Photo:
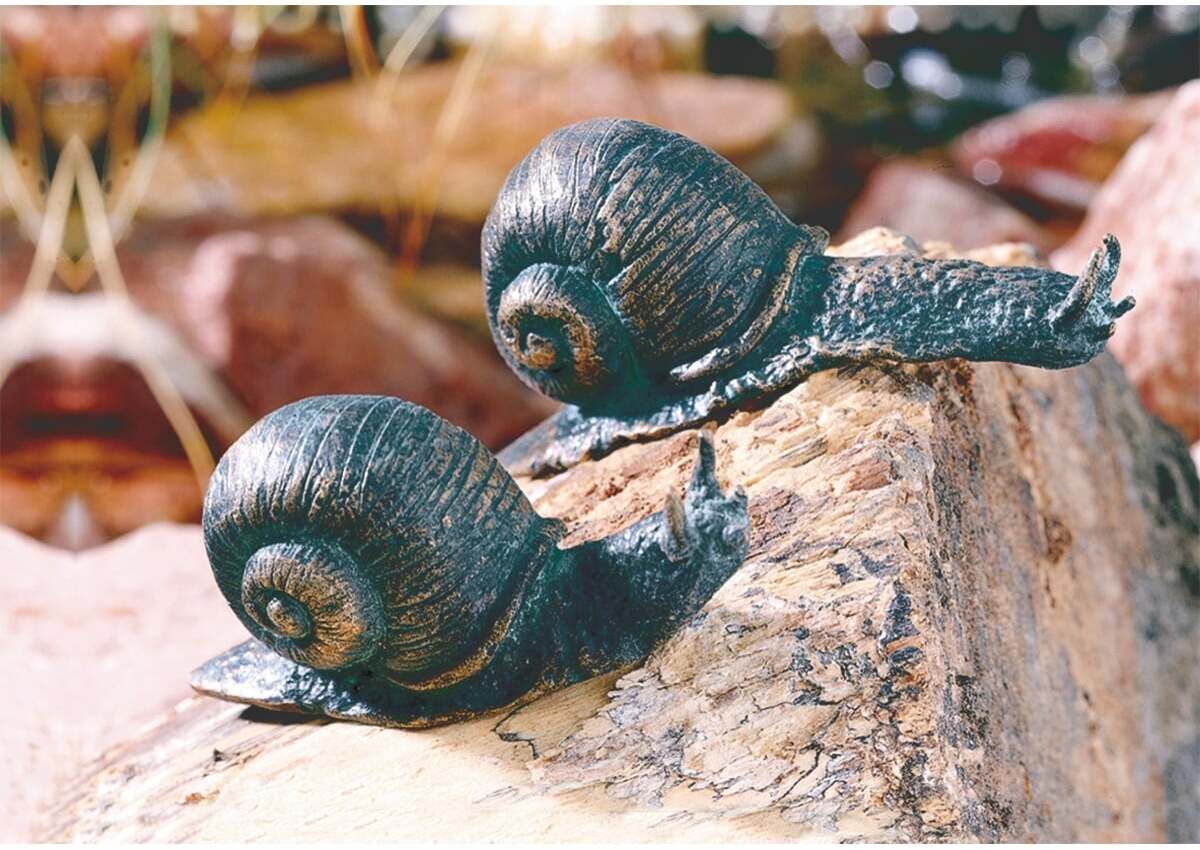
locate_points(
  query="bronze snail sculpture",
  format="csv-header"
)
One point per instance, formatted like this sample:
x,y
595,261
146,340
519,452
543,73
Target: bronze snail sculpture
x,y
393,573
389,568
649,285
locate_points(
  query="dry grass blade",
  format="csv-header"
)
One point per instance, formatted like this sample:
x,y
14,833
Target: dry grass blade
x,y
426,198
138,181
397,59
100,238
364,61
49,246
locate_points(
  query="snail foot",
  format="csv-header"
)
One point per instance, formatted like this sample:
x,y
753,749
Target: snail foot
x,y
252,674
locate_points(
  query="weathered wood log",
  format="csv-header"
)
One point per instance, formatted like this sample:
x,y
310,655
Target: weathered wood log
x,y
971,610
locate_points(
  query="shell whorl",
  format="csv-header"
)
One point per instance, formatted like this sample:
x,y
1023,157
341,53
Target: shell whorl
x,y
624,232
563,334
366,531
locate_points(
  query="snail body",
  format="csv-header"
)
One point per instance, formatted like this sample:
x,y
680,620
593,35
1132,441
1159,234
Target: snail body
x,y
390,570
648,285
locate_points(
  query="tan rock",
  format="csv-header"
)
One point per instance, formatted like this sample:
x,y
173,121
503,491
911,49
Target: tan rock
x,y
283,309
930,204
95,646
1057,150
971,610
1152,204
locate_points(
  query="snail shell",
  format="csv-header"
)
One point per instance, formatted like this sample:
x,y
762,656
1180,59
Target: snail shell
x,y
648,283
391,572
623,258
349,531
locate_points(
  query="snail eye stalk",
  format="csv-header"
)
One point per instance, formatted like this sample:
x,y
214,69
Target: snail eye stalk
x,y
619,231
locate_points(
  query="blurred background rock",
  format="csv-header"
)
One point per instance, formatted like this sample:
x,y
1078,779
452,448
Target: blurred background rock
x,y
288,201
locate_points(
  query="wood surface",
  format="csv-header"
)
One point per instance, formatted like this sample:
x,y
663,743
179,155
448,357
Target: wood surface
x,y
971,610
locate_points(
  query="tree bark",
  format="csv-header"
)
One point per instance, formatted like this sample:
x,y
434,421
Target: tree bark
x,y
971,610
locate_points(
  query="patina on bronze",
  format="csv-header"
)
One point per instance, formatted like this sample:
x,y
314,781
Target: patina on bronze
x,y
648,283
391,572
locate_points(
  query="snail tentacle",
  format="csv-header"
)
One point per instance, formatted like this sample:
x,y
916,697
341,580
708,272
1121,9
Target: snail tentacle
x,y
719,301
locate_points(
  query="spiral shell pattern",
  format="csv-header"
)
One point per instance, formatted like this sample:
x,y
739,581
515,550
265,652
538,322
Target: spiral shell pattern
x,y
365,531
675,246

## TASK OBJECTIVE
Your task is to reproduce all of the material exactly. The pictures stay out.

## RESULT FOR THIS EXERCISE
Photo:
locate_points(
  query="bronze snail sculpture",
  format="csv-header"
)
One point per instance, formatted like this sample:
x,y
595,261
146,340
519,452
543,73
Target: bronze snail sculpture
x,y
393,573
389,568
649,285
locate_points(
  query="dry grass blade",
  format="csv-header"
)
One point per instance, formatted like this sample:
x,y
14,833
Target: dry grass blade
x,y
426,198
138,181
397,59
100,238
364,61
49,246
locate_points(
  query="snail foot",
  format="csv-header"
)
One point per instance, formatted like this sample:
x,y
753,749
Target: snail foot
x,y
252,674
locate_points(
  query="weathered wood log",
  format="csv-header"
)
One point per instance, formatted like this sample:
x,y
310,655
Target: weathered wood log
x,y
971,610
locate_points(
  query="shell whorl",
  format="csv-header"
)
One point per instance, formatted like this sample:
x,y
1023,157
341,53
Target: shell whorl
x,y
624,232
563,334
366,531
locate_points(
  query="snail body",
  format="csv-header"
)
One point per instance, formatted like this sample:
x,y
680,620
593,35
1132,441
1159,234
Target: snail body
x,y
390,570
648,285
locate_points(
  query="tan rock",
  format="csv-header"
)
One point per instance, formatted like this sample:
x,y
173,121
503,491
911,49
Target: tan rock
x,y
283,309
930,204
95,646
1057,150
971,610
1152,204
locate_points(
  query="snail shell",
  format="csv-header"
)
One point per instance, formatted like this sample:
x,y
762,656
1180,59
Target: snail shell
x,y
648,283
391,572
623,258
349,531
locate_points(
  query="snail eye stalk",
  format="csv-header"
)
One point per instance, formatted like this sample:
x,y
214,69
Target: snail eye stalk
x,y
619,231
locate_points(
  query="blurred background rock",
  format="csv-header"
)
One point per instance, formatted like this sample:
x,y
1078,779
452,448
Target: blurred background rock
x,y
288,201
locate_points(
  query="wood surface",
  format="csv-header"
)
One point per instance, formatted like this sample:
x,y
663,743
179,155
448,357
Target: wood surface
x,y
971,610
locate_points(
  query="tree bark",
  format="csv-header"
)
One point per instance, formatted like this sample:
x,y
434,421
Target: tree bark
x,y
971,610
locate_points(
  query="patina on bronze",
  format="csv-header"
)
One point per instance, formatted like this sample:
x,y
314,781
Target: patina on bronze
x,y
648,283
391,572
locate_points(
  query="snail tentacle",
  format="csv-header"
)
One point per instance, formatted like this sample:
x,y
916,697
341,580
708,272
1121,9
Target: snail tentacle
x,y
719,301
locate_points(
  query="spiral shell pattern",
  format="csv-header"
)
One point per instance, formatted like this sample:
x,y
739,581
515,550
265,652
538,322
Target: spiral shell pattern
x,y
365,531
675,246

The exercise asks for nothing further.